# [TASK PROMPT]
Locate the line containing "of the chrome" in the data below. Reproduce it and every following line up to the end, exactly as given.

# [LISTED ENTRIES]
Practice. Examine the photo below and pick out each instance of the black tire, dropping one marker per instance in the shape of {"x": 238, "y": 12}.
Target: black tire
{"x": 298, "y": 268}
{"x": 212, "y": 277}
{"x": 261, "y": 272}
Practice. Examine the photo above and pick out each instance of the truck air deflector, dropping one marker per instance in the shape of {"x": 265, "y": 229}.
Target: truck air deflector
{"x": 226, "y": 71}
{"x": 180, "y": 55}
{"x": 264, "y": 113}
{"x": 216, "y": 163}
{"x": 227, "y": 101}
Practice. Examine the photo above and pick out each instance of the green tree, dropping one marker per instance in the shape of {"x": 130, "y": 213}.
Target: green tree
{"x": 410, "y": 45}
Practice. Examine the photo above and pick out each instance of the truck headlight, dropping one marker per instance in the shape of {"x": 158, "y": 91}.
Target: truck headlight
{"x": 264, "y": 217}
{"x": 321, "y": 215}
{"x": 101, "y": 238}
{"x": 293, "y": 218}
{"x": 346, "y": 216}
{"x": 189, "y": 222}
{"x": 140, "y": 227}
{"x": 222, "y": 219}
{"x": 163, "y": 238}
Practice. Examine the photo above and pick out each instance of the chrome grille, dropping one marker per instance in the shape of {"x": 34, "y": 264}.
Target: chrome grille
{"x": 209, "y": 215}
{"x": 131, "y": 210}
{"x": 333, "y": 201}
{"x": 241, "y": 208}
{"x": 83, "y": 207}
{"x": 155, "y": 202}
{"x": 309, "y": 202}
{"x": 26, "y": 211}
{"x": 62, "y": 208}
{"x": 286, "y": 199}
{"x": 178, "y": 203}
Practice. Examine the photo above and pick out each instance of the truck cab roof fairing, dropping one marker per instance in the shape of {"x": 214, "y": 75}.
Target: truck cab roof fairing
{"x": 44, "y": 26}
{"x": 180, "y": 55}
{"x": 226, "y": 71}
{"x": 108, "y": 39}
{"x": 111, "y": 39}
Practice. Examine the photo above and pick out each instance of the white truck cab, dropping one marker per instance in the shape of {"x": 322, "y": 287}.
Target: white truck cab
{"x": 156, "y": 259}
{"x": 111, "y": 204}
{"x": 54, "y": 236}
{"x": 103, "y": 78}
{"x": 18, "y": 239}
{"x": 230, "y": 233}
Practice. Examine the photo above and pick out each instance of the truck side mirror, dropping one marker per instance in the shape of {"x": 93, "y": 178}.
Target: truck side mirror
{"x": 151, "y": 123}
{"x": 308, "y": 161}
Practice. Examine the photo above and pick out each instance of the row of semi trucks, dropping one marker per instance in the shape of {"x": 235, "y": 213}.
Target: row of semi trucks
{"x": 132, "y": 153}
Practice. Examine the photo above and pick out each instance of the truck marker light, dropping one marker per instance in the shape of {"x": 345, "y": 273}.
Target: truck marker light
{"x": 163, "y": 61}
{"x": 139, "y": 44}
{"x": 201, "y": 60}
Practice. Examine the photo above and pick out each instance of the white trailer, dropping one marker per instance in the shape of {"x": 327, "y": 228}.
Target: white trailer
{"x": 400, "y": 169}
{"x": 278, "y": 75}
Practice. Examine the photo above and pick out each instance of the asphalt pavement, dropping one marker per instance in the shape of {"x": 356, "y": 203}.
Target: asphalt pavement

# [TASK SOLUTION]
Practice. Examine the photo above and pick out each instance of the chrome grille, dropping one marker per instance in the shape of {"x": 34, "y": 264}.
Target: chrome grille
{"x": 209, "y": 215}
{"x": 131, "y": 210}
{"x": 333, "y": 201}
{"x": 241, "y": 208}
{"x": 83, "y": 207}
{"x": 155, "y": 202}
{"x": 309, "y": 202}
{"x": 26, "y": 211}
{"x": 62, "y": 208}
{"x": 286, "y": 199}
{"x": 178, "y": 203}
Practice. Examine the photo above and pick out each instance of the truck cab roof fairing, dropping one marker per instance in the shape of {"x": 214, "y": 75}.
Target: truck cab roof fairing
{"x": 44, "y": 26}
{"x": 180, "y": 55}
{"x": 226, "y": 71}
{"x": 108, "y": 39}
{"x": 111, "y": 39}
Practice. Examine the photo above and pick out each instance of the white truck cab, dropping one marker per instance in the shape of {"x": 322, "y": 287}.
Target: white truck cab
{"x": 156, "y": 259}
{"x": 111, "y": 204}
{"x": 54, "y": 236}
{"x": 103, "y": 78}
{"x": 18, "y": 239}
{"x": 230, "y": 233}
Practice. Examine the photo above and pick out each instance of the truck side mirror, dropping one marker per instance in the shape of {"x": 93, "y": 178}.
Target: truck side mirror
{"x": 151, "y": 123}
{"x": 308, "y": 161}
Practice. Examine the photo above and pick out each instance of the row of semi trucks, dropping one marker per instance in the shape of {"x": 235, "y": 213}.
Target: row of semi trucks
{"x": 132, "y": 153}
Practice. Examine the photo above and pick out each instance of the truck marker light, dropping one marker per instance in the shape of {"x": 345, "y": 273}.
Target: truck marker light
{"x": 163, "y": 61}
{"x": 139, "y": 44}
{"x": 201, "y": 60}
Practice. Examine the photo above and pick out each instance of the white trailer, dropping one marker per instance in the shape of {"x": 327, "y": 228}.
Target: white trailer
{"x": 400, "y": 169}
{"x": 278, "y": 75}
Practice. Examine the photo above and pick out each instance of the asphalt pavement, dropping one marker per instance in the shape of {"x": 356, "y": 203}.
Target: asphalt pavement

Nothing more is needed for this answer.